Natural language region descriptions

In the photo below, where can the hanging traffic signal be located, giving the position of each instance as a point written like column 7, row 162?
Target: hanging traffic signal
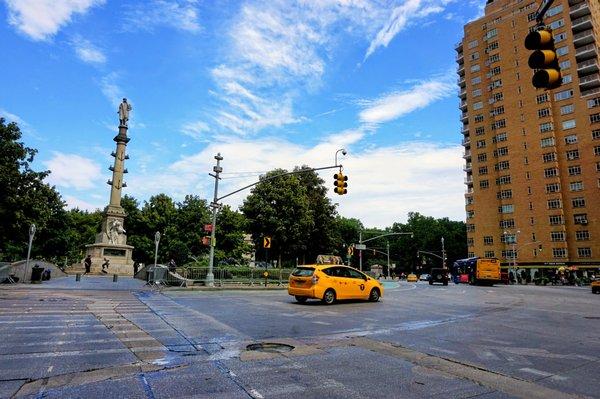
column 543, row 59
column 340, row 183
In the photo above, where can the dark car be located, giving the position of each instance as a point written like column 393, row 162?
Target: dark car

- [Problem details]:
Using the entries, return every line where the word "like" can be found.

- [Task result]:
In the photo below, where can the hanging traffic signal be located, giving the position of each instance as a point written like column 7, row 162?
In the photo above, where can the dark car be located, giving the position of each instance as a point written like column 393, row 162?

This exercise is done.